• What is being asked: Transcribe the listing verbatim. Do not carry over any pictures.
--- --- ---
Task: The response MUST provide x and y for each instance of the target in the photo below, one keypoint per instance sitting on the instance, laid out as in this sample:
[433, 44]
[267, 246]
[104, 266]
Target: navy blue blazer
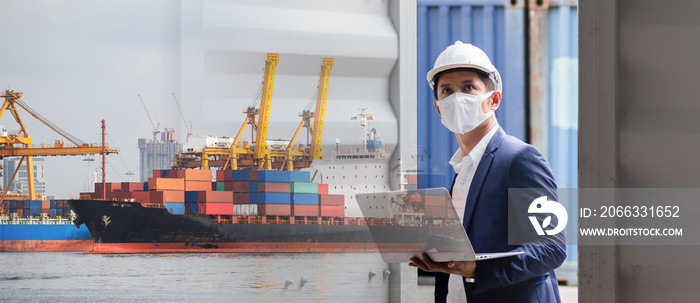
--- --- ---
• Response to the task:
Task: The response MUST provide x and y for each instance of the target in the photo below, one keypoint per instance sitting on the instance, laid out as in this sample:
[433, 44]
[267, 246]
[104, 266]
Target: navy blue blazer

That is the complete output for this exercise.